++++ Excerpted text

Sorry to hear about your troubles.

This is one of my favorite splurge items that I have bought for woodworking. My problem was that the two pieces that you need to butt joint were not square so I had to square them myself. After that I have had zero problems with the gauge.


----------



## Howie

Crush: you are entirely correct about a "few" that seem to always have negative comments and nothing positive.However if you notice, LJer's quit responding to their comments and sooner or later these people move on to other sites where they can agitate someone else. Just remember life's too short to put up with people like that.


----------



## jbertelson

I have this item, but it was purchased 18 months ago. It performs as advertised, but has a habit of losing calibration from time to time. But I use it all the time, and set up things by decimals, instead of fractions. I keep a conversion table hanging right near the saw. The bolts they shipped with it were just fine…........but….....

++++++++

Objectives:
1 - Condense the paragraph of the woodworking forum thread that begins "This is one of my favorite splurge items" into a shorter version, keeping its main facts.
2 - Transcribe the woodworking forum thread word for word, starting at "## jbertelson" and ending at "were just fine…........but….....".
3 - Resume the woodworking forum thread from its final line and carry the post forward.

++++ Data rows

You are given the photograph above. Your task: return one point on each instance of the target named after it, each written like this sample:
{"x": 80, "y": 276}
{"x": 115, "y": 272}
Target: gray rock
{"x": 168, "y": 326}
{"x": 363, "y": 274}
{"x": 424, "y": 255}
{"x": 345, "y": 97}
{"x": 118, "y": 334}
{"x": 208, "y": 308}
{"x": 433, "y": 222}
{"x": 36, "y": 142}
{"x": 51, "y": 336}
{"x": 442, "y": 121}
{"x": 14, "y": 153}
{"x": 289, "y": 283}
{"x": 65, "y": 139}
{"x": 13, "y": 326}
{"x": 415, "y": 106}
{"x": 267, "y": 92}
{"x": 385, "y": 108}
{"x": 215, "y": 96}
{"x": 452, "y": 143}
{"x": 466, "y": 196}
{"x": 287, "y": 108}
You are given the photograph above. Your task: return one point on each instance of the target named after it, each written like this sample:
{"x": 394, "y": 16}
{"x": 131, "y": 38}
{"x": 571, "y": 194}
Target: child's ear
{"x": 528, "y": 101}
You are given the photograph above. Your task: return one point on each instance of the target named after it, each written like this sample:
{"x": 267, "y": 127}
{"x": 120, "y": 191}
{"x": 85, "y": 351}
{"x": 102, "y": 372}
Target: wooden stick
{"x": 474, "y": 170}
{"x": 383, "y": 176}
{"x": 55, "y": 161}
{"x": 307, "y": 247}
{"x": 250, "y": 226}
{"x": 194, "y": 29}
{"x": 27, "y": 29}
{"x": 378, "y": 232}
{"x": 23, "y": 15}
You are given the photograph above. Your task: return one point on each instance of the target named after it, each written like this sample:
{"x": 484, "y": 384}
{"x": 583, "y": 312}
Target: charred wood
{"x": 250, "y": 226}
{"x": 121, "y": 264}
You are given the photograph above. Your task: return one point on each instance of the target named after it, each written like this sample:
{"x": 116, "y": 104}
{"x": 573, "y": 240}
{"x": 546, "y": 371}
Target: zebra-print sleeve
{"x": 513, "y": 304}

++++++++

Per-task outputs:
1 - This gauge is a favorite splurge purchase for woodworking. The two pieces that butt joint weren't square, so they had to be squared by hand. Since then, the gauge has worked without any problems.

2 -
## jbertelson

I have this item, but it was purchased 18 months ago. It performs as advertised, but has a habit of losing calibration from time to time. But I use it all the time, and set up things by decimals, instead of fractions. I keep a conversion table hanging right near the saw. The bolts they shipped with it were just fine…........but….....

3 -
Recently putting together a stand than came with my scroll saw, and modifying it to be a drill press stand, I came across a bolt that was just totally cast wrong. It was unreal. Fortunately, it was stock bolt, and I had a replacement in the shop. I think this is what Neil was saying also.

The point here is, I think that these companies change suppliers from time to time, and sometimes a new low ball supplier substitutes a lower spec item, or does poor quality control. I think that good tool suppliers have figured out how to maintain quality control, while purchasing from a country, China, that is all over the map in terms of quality. I would guess that Wixey has not figured that one out yet, and ended up with a bunch of bad bolts. It might actually be a build to spec company in China, that substituted the low quality bolts, and some guy on the sly pocketed the difference. Witness the adulteration of milk with melamine that killed babies.

I hope Wixey sees this post, or you complain directly to them, crushgroovin, they will suffer if they don't figure this one out fast.

Posts like this are important for LJ's, and important for the company that is being rated. I think Wixey had an unintended quality change by a third party. But it is Wixey's fault for not paying attention.

Jim


----------



## Howie

Very good point Jim.


----------



## jayseedub

I'll pile on here with respect to the "horking down" comment. When I submit a review it's a pretty personal thing-so when I hear criticism I tend to take it personally too. Buckle in….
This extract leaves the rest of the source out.